_Data for this exercise:_

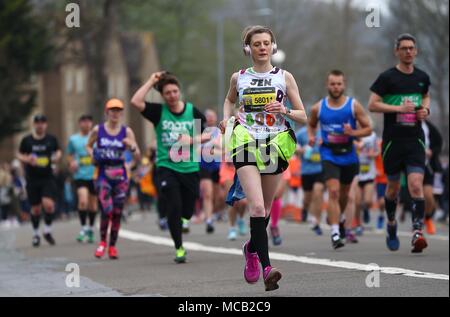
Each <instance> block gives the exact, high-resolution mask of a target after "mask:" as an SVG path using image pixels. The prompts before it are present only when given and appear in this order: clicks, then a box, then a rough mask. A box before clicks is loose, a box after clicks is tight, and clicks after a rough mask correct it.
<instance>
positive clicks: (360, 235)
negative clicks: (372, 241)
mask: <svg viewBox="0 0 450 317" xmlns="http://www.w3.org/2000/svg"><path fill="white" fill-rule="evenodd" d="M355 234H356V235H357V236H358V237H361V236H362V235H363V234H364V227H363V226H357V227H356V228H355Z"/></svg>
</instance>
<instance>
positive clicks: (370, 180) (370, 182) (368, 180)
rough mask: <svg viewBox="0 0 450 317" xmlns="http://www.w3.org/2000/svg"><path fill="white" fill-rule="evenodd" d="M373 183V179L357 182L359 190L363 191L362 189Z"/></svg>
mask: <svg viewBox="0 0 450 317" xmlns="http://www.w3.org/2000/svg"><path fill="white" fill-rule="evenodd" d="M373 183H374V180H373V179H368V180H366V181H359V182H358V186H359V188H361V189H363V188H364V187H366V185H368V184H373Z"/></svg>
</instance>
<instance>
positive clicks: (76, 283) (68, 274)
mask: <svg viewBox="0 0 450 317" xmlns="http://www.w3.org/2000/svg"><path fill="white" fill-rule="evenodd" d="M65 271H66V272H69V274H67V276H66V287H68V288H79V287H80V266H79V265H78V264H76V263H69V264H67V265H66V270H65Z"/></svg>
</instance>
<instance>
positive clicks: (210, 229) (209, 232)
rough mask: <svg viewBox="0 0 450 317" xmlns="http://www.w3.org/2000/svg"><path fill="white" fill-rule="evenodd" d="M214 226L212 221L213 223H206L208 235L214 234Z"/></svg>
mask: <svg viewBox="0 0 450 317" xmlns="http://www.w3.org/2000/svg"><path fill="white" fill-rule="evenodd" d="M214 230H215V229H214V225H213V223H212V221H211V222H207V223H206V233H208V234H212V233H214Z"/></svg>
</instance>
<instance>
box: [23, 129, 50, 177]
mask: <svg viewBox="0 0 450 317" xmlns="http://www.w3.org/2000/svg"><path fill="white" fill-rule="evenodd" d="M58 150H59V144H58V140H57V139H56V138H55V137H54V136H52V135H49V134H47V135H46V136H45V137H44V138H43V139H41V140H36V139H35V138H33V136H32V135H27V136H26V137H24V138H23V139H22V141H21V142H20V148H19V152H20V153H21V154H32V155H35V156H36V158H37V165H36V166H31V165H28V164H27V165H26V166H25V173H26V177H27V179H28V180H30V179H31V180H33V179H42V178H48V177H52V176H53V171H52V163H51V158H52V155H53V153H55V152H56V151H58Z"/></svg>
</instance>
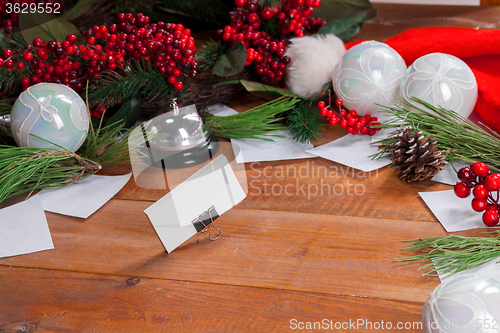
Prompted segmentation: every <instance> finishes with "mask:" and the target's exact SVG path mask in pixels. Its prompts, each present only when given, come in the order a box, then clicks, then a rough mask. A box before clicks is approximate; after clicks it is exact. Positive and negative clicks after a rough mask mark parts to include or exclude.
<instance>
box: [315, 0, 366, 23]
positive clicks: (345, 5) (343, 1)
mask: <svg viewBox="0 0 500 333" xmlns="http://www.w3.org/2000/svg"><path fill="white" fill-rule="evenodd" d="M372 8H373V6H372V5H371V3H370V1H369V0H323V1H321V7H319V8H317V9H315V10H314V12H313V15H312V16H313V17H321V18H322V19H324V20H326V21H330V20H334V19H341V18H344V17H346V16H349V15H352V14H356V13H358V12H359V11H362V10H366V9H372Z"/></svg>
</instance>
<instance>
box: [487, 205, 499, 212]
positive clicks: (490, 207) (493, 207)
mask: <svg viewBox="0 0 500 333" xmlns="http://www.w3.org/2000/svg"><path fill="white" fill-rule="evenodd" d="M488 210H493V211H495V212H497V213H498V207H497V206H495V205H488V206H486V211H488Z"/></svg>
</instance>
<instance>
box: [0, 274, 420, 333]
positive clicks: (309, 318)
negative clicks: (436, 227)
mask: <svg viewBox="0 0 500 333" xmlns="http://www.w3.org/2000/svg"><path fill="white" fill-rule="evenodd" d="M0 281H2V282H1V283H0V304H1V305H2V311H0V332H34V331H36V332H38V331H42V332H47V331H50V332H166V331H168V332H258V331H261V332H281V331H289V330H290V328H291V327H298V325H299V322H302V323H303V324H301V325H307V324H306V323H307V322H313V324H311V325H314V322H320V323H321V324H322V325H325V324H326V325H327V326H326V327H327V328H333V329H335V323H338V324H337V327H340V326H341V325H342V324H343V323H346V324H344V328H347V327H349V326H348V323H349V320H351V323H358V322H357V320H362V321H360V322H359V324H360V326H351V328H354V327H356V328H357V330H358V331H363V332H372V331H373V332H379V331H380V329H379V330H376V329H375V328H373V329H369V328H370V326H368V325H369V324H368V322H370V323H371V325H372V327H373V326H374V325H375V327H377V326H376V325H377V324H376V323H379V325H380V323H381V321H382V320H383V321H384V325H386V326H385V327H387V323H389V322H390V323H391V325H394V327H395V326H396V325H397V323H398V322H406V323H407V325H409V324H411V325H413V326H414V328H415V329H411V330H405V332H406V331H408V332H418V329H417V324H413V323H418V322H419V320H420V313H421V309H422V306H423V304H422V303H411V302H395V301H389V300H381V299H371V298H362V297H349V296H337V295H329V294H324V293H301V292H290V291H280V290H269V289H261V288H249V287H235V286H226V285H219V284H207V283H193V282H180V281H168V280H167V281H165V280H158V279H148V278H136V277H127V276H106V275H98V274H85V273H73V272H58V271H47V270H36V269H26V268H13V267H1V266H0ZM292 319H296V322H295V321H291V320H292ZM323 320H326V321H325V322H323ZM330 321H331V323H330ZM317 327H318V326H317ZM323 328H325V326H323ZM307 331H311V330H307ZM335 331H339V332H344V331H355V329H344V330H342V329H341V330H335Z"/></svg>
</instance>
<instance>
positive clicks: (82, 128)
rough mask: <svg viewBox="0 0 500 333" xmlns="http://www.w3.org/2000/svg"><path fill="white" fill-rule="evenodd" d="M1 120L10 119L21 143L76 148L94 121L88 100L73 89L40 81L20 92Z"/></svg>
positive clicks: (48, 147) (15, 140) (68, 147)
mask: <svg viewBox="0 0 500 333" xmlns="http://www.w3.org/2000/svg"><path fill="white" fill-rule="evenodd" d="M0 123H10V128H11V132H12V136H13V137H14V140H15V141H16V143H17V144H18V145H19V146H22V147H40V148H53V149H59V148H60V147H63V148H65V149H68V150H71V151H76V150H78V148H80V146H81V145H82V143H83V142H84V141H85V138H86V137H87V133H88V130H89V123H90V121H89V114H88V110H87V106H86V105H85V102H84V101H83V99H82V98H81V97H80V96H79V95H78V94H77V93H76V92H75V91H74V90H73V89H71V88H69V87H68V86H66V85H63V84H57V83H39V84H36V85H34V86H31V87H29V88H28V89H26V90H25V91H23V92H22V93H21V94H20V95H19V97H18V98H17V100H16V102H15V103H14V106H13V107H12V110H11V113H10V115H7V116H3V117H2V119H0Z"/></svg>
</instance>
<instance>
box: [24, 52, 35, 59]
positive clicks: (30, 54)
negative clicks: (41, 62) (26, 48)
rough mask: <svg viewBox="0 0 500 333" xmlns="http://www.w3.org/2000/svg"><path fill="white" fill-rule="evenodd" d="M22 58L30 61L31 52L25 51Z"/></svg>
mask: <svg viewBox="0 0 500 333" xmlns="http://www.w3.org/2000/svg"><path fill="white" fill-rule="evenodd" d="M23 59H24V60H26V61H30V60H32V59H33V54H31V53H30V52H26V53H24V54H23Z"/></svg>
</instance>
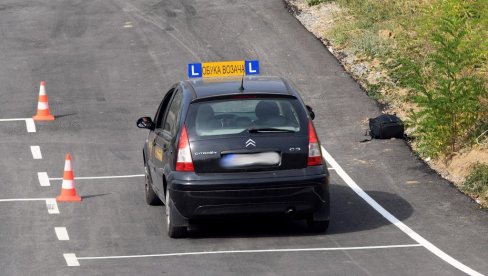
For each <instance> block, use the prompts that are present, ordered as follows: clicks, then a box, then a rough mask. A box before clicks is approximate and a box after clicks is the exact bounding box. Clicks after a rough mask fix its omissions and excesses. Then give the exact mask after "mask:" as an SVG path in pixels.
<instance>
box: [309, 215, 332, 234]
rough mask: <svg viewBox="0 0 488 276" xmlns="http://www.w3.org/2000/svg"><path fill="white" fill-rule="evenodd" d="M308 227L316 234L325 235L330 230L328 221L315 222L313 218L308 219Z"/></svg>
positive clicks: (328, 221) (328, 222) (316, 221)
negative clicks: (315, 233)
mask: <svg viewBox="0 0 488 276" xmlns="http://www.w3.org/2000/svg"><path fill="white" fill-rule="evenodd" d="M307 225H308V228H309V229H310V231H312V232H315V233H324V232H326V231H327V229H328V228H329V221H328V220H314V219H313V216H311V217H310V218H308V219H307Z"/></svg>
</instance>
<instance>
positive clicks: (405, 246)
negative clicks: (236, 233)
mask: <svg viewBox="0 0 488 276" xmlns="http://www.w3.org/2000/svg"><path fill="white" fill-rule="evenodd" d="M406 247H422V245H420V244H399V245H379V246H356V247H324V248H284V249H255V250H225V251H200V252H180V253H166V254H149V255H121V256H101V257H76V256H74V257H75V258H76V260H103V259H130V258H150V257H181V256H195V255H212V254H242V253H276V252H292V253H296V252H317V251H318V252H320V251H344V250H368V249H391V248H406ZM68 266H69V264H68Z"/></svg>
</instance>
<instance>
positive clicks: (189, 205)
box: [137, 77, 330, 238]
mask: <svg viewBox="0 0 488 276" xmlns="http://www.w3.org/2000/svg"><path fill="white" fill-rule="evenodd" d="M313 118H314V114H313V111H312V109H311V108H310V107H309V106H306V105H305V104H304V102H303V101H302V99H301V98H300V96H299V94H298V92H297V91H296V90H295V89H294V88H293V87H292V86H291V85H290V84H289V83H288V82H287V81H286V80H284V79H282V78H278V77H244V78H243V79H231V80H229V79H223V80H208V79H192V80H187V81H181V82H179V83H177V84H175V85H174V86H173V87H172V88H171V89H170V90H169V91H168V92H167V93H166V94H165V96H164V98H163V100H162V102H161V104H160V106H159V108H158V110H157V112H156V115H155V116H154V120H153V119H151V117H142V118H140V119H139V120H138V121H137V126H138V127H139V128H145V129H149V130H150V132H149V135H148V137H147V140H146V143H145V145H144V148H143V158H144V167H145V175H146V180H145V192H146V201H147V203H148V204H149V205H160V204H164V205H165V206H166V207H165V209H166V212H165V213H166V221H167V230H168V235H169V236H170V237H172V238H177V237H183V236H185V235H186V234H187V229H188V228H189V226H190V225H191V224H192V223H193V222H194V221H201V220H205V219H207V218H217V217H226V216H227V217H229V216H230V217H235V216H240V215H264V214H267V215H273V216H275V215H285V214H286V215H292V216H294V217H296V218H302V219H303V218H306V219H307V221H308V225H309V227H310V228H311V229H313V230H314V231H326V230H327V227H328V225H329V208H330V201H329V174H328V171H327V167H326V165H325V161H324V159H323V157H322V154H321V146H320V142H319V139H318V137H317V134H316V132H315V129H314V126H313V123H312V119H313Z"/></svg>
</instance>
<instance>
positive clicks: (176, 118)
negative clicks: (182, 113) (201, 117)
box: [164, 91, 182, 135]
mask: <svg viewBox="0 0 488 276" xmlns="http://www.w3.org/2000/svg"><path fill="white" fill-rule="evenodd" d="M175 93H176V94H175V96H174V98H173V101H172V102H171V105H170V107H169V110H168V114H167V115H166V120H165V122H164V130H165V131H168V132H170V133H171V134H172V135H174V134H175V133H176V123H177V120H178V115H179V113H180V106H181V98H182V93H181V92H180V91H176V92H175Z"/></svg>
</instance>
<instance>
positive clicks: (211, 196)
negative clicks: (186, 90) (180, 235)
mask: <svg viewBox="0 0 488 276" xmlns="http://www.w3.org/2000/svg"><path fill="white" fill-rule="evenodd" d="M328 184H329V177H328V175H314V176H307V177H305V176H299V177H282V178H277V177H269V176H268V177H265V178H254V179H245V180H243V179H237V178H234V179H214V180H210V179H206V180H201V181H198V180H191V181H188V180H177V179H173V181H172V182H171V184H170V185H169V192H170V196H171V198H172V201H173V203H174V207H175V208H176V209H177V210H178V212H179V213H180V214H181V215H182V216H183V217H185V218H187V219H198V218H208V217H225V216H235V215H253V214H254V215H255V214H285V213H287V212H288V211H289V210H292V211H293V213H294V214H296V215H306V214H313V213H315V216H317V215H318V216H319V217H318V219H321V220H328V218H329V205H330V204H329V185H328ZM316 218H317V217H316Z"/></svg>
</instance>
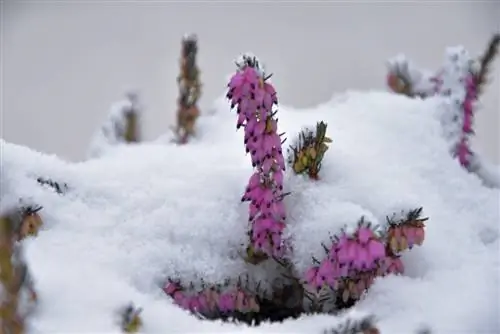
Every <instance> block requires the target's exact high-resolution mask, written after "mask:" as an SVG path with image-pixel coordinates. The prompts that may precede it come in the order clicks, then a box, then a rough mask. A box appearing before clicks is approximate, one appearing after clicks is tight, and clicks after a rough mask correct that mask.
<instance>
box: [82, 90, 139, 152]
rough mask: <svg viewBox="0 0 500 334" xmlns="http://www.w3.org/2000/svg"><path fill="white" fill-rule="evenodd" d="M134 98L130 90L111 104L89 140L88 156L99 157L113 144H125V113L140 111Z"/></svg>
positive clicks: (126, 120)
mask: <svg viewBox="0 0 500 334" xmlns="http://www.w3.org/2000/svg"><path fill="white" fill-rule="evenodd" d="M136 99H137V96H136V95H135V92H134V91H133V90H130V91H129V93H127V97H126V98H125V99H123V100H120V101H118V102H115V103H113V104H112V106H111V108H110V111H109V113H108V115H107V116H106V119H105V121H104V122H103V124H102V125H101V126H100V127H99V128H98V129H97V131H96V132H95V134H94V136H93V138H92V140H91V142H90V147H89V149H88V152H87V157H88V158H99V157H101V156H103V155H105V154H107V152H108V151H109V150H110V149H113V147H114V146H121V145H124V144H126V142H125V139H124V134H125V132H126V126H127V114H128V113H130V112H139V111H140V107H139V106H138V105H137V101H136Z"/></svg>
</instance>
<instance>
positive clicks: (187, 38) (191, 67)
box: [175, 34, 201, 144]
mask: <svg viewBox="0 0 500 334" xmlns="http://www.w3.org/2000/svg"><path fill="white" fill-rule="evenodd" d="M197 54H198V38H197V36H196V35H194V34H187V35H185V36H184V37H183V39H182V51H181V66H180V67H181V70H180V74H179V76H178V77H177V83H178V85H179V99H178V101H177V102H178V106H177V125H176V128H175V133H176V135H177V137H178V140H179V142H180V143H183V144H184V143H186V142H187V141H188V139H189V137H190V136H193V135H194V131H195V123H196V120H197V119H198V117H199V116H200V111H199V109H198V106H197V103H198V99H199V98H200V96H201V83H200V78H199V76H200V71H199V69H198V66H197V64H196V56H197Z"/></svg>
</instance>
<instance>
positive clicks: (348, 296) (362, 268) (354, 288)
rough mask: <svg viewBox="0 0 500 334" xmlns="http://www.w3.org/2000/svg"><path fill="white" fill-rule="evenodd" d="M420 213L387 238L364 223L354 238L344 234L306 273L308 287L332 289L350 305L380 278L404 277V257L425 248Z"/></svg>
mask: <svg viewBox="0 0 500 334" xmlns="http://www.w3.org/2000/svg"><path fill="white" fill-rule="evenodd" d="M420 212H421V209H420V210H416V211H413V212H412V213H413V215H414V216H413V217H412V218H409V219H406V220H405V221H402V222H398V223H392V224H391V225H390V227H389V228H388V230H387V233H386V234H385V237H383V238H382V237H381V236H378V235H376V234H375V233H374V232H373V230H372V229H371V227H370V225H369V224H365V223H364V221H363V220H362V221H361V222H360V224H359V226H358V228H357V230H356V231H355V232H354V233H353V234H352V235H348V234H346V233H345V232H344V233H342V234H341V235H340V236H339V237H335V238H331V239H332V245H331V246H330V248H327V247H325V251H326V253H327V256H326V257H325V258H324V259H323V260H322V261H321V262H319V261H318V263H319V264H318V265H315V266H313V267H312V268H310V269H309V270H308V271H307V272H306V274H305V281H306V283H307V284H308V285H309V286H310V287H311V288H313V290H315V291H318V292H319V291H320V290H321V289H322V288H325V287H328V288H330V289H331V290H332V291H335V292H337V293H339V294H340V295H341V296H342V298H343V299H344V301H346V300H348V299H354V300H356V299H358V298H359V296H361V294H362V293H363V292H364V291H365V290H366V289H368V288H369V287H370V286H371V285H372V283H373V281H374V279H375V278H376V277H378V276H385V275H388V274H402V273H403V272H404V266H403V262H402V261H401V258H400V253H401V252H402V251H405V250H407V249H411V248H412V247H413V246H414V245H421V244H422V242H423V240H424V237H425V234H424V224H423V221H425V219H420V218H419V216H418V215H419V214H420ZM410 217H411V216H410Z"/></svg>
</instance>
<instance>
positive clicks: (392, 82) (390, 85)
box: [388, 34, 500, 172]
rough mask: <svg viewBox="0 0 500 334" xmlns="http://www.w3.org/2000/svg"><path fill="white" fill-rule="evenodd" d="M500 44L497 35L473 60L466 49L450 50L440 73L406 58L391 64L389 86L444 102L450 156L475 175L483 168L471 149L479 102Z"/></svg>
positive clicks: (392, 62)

_What you will do:_
Using the data above, report how many lines include the string "exact" and add nothing to the number.

_Reply to the task:_
4